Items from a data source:
= Beginning of Section =

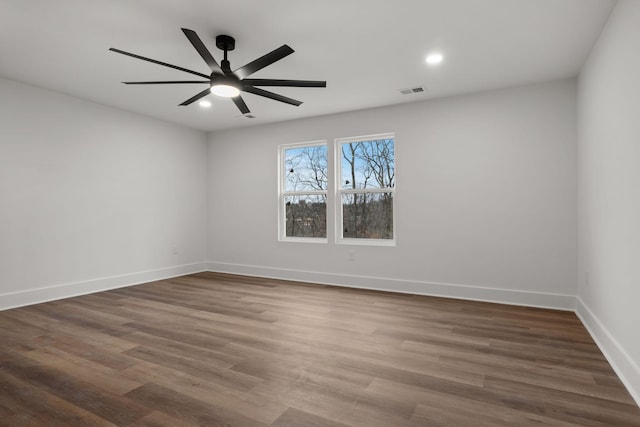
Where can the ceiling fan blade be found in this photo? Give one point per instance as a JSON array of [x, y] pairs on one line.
[[240, 104], [263, 61], [282, 83], [170, 82], [271, 95], [196, 97], [202, 50], [175, 67]]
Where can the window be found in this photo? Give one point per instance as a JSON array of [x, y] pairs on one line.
[[362, 190], [303, 191], [366, 185]]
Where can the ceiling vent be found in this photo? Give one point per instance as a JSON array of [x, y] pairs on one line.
[[410, 91]]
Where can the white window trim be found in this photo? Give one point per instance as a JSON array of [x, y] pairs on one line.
[[282, 217], [337, 155]]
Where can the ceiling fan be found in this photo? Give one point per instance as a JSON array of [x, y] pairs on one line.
[[227, 83]]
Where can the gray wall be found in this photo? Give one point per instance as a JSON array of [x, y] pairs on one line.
[[93, 197], [485, 203], [609, 192]]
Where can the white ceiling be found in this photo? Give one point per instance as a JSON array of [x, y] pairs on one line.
[[366, 50]]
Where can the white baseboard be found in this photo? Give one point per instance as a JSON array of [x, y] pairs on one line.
[[475, 293], [68, 290], [625, 367]]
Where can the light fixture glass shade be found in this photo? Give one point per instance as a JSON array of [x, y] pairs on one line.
[[225, 91]]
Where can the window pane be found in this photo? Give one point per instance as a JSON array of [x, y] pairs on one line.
[[367, 216], [306, 216], [305, 168], [367, 164]]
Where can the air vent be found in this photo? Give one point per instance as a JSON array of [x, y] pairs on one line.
[[412, 90]]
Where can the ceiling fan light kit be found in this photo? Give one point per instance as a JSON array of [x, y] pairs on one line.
[[228, 83]]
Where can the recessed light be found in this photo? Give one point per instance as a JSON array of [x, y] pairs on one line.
[[434, 58]]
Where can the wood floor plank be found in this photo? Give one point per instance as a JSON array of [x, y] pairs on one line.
[[214, 349]]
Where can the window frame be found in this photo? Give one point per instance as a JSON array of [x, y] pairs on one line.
[[339, 192], [282, 193]]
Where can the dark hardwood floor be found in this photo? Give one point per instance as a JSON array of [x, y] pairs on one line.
[[221, 350]]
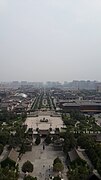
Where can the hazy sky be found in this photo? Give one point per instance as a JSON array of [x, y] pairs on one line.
[[54, 40]]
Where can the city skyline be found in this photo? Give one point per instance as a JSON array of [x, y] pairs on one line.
[[50, 40]]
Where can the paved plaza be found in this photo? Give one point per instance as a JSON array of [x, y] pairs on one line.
[[43, 161], [35, 122]]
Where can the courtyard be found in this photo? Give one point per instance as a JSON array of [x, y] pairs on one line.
[[42, 161]]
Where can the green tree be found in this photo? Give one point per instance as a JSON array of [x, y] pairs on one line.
[[29, 178], [27, 167], [58, 167], [57, 160], [57, 178], [48, 139], [38, 140]]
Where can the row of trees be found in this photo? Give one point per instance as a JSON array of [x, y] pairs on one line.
[[93, 150]]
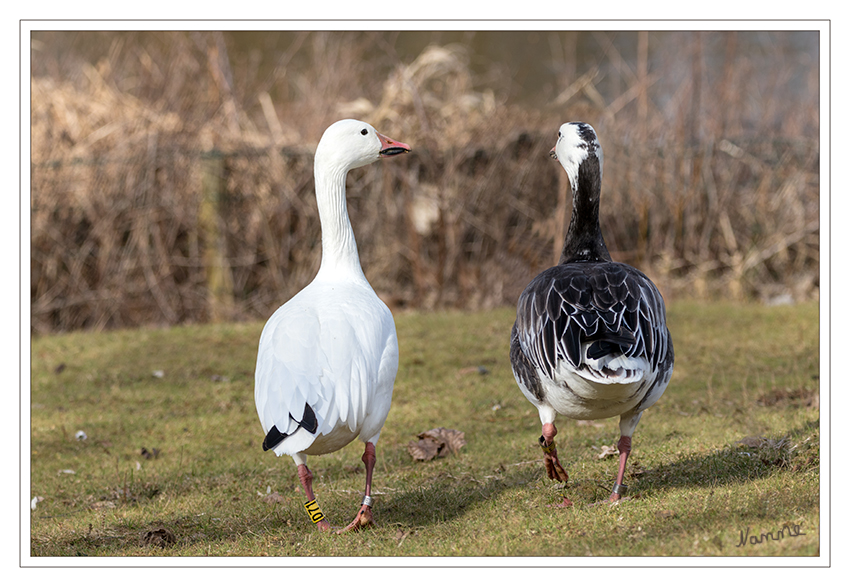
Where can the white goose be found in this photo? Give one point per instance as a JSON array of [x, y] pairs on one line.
[[590, 340], [328, 357]]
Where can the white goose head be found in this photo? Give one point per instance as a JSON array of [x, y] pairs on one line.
[[344, 146], [349, 144], [576, 142]]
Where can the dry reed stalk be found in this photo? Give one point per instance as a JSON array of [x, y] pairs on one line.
[[464, 220]]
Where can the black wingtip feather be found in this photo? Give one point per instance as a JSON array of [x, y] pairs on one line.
[[273, 438], [308, 422]]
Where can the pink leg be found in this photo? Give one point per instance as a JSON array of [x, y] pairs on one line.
[[306, 478], [625, 447], [550, 458], [364, 515]]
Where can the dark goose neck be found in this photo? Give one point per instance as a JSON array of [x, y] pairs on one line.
[[584, 242]]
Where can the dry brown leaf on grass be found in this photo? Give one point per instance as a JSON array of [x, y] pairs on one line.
[[437, 442]]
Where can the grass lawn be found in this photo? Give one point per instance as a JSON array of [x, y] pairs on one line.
[[172, 464]]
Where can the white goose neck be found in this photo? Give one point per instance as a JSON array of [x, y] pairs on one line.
[[340, 259]]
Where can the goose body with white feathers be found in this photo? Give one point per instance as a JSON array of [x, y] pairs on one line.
[[590, 339], [328, 358]]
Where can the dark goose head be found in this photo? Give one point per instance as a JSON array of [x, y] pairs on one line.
[[580, 154]]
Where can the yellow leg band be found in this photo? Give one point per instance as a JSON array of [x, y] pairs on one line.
[[547, 449], [314, 511]]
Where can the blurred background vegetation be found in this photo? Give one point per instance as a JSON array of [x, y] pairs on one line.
[[172, 171]]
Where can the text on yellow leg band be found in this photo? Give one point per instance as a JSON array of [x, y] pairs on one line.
[[314, 510]]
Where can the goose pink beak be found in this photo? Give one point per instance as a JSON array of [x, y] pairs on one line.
[[390, 147]]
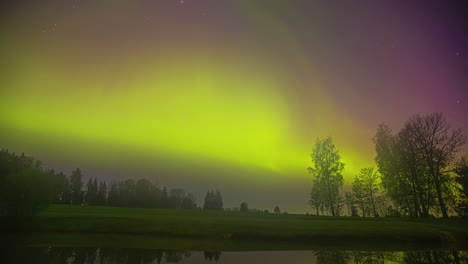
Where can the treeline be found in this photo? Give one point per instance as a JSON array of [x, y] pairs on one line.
[[418, 173], [26, 187]]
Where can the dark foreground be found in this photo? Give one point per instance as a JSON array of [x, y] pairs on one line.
[[235, 229], [93, 255]]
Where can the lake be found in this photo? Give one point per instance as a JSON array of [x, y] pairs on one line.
[[93, 255]]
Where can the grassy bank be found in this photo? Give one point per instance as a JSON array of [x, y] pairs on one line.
[[236, 226]]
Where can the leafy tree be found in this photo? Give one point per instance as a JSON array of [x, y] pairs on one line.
[[218, 200], [176, 198], [189, 202], [91, 193], [244, 207], [76, 185], [102, 194], [349, 201], [164, 198], [25, 187], [365, 190], [327, 169], [277, 210], [143, 193], [415, 164], [213, 201]]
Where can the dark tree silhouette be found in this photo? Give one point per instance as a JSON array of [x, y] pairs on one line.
[[327, 168], [76, 185], [244, 207], [277, 210]]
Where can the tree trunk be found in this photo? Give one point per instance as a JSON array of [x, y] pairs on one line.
[[443, 207]]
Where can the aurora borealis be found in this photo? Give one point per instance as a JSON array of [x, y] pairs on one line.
[[232, 95]]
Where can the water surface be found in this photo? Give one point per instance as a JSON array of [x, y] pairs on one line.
[[93, 255]]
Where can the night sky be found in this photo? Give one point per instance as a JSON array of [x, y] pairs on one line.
[[205, 94]]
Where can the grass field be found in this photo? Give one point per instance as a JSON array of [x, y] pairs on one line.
[[237, 226]]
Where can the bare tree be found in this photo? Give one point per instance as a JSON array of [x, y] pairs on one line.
[[438, 144]]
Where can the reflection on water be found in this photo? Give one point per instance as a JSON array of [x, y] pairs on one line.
[[112, 255]]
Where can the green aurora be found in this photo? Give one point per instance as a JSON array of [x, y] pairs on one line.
[[109, 85]]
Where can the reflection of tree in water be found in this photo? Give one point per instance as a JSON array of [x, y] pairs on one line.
[[332, 256], [54, 255], [379, 257], [94, 255], [212, 255], [375, 257], [435, 257]]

= End of Section =

*Problem:*
Keep the pictures out while you retype all of the data above exactly as it appears.

*Answer to this problem:*
Where can the ceiling fan blade be found in this photo? Give one point per instance as a JSON array of [x, y] pairs on one line.
[[240, 104], [263, 61], [282, 83], [170, 82], [271, 95], [196, 97], [202, 50], [175, 67]]
Where can the window be found in this photo? Give one point per instance as a JSON array of [x, y] pairs on one line.
[[362, 190], [303, 191], [366, 185]]
Where can the ceiling vent be found in this photo? Give one point per instance as a JSON array of [x, y] pairs on one line.
[[410, 91]]
Where can the white window trim be found in this photo? Give one point per instance as a JSON array of [x, y] pairs on one line.
[[282, 217], [337, 155]]
Where can the ceiling fan be found in this photo? Give one point per instance as a JSON array of [x, y] pairs on one line.
[[227, 83]]
Where can the gray wall be found in this photo? Give one point per instance as a JSON array of [x, y] pairs on one line.
[[93, 197], [485, 203], [609, 192]]
Where can the white ceiling be found in this photo? Give one point per instance as a JSON array of [x, y] pairs on one line.
[[366, 50]]
Where can the white baseboard be found in this photo? Give one point per instance as a JSON array of [x, y] pairs on one line.
[[475, 293], [68, 290], [625, 367]]
Where can the light fixture glass shade be found in this photo? Give one point per instance as a JSON array of [x, y] pairs on one line.
[[225, 91]]
Where can the window pane be found in this photo? Give one point per instance as a JSON array of [x, y] pairs on one line.
[[367, 216], [306, 216], [305, 168], [367, 164]]
Where can the air vent be found in this photo? Give one point per instance as a JSON array of [x, y] pairs on one line.
[[412, 90]]
Where can the ceiling fan light kit be found in this photo? Give one point per instance as a JSON array of [x, y] pairs on one line.
[[228, 83]]
Where can the recessed light be found in this photo? Give one point per instance as a JSON array of [x, y] pairs on one line.
[[434, 58]]
Where can the wood floor plank be found in this photo? Give one point per instance as a JSON array of [x, y] pairs on one line.
[[214, 349]]
Where can the window frame be found in this photo? Give one point per instance as a JSON array of [x, y] pairs on one line.
[[339, 192], [282, 193]]
Where can the dark hardwood floor be found in this photo? Give one point per instance as a JSON array of [x, y] pairs on one line.
[[221, 350]]
Where can the hazy sky be found in this photo? Give one point per instance as a JSON array of [x, y] pairs on one line.
[[54, 40]]
Where can the city skyline be found in this photo? Give one point per instance as a JSON array of [x, y] pairs on one line.
[[50, 40]]
Where can the paved plaza be found in this photo? Give one point per instance as a JSON array of [x, y] pairs on one line.
[[43, 161], [35, 122]]
Where can the courtyard be found in this photo? Give one point per instance as a JSON array of [x, y] pairs on one line.
[[42, 161]]
Where can the green tree be found in this photo? Give one point per instance as a JSON array of [x, y] pairs on one line.
[[29, 178], [27, 167], [58, 167], [57, 160], [57, 178], [48, 139], [38, 140]]
Where can the row of trees be found in this photo? Give one point per instance as a JSON array of [x, y] pairs on one line.
[[93, 150]]
Where can the white goose be found in this photo? Give one point per instance as a JSON array of [x, y] pairs on one line.
[[590, 340], [328, 357]]
Where can the white goose head be found in this photo? Give one point per instance as a JSON array of [x, y] pairs on one line.
[[344, 146], [349, 144], [576, 142]]
Where can the dry reed stalk be found in this photo? Give one point per instance as a JSON array of [x, y] pairs on one line.
[[464, 220]]
Where can the black wingtip feather be found in this photo? Give one point per instance as a JSON array of [x, y] pairs on one line.
[[273, 438], [308, 422]]
Where can the pink leg be found in this photo? Give one point per instance as a JSON array of [x, y] pairs on one line.
[[306, 478], [625, 447], [550, 458], [364, 515]]
Where can the dark goose neck be found in this photo? Give one point per instance as a JSON array of [x, y] pairs on one line.
[[584, 242]]
Where can the dry brown leaf on grass be found in this photo? Give one point per instance as a JSON array of [x, y] pairs on one line.
[[437, 442]]
Where can the grass lawn be found in this photo? Give one point per instance as a JSON array of [x, y] pairs on one line.
[[172, 464]]
Where can the white goose neck be found in this photo? Give one point per instance as a JSON array of [x, y] pairs on one line.
[[340, 259]]
Where can the goose body with white feathers be found in this photo? Give one point per instance as a JSON array of [x, y] pairs on one line.
[[590, 339], [328, 358]]
Where can the dark goose head be found in this photo? Give one point per instance as a JSON array of [x, y] pairs on one line.
[[580, 154]]
Where can the yellow leg band be found in this photo? Give one point per instance as a JSON array of [x, y] pairs on one line.
[[547, 449], [314, 511]]
Where can the blurred background vegetation be found in this photo? Give one point per instance as a JSON array of [x, y] pairs on one line.
[[172, 171]]
Where can the text on yellow leg band be found in this photo? Give one point per instance as a JSON array of [x, y] pairs on one line.
[[314, 510]]
Where can the goose pink beak be found in this photo? Give one point per instance as a JSON array of [x, y] pairs on one line.
[[390, 147]]
Where can the treeline be found in this photo? Give one point per instance as a JSON array of [x, y] pairs on one line.
[[418, 173], [26, 187]]
Where can the dark foreground be found in this photo? Give one point per instance as a JSON array of [x, y] pairs on one line.
[[235, 229], [93, 255]]
Where can the lake be found in this photo? Give one point per instance as a JSON array of [x, y] pairs on one line.
[[93, 255]]
Where can the grassy bank be found in this photo? Give one point per instance as a JSON array of [x, y] pairs on one line.
[[236, 226]]
Where can the leafy tree be found in this photo? Give one point per instance as a JSON array of [x, y] pairs on one line.
[[218, 200], [176, 198], [189, 202], [91, 193], [244, 207], [76, 185], [102, 194], [349, 201], [164, 198], [25, 187], [365, 190], [327, 169], [277, 210], [143, 193], [415, 164], [213, 201]]
Where can the dark tree silhouette be found in this photo? Give one point per instance as a JSON array of [x, y] pairs on one line.
[[327, 168], [76, 185], [244, 207], [277, 210]]
Where can the tree trunk be found in this photo? Give one point per instance as a JSON array of [x, y] pairs on one line.
[[443, 207]]
Where can the aurora borealis be found in this photo? Give one point per instance as a JSON array of [x, y] pairs on one line.
[[232, 95]]
Where can the water surface be found in this photo? Give one point per instance as a JSON array of [x, y] pairs on one line.
[[93, 255]]
Where can the night sky be found in this photo? Give one point per instance as a JSON array of [x, y] pairs on one line.
[[205, 94]]
Where can the grass field be found in this photo? Give one point per instance as a JSON array of [x, y] pairs on one line.
[[237, 226]]
Where can the bare tree be found in this photo? Give one point per instance as a JSON array of [x, y] pairs on one line.
[[438, 144]]
Where can the reflection on water be found in this photo? Give one point per instance as a JSON array of [x, y] pairs on one line.
[[112, 255]]
Where can the green aurora be found in this photo? Give one point per instance as a JSON array of [x, y] pairs on one line.
[[109, 85]]
Where can the reflection of tree in water be found in this photo? Give one point per instance as a JSON array of [x, y] pairs on one line.
[[332, 256], [54, 255], [379, 257], [94, 255], [212, 255], [375, 257], [435, 257]]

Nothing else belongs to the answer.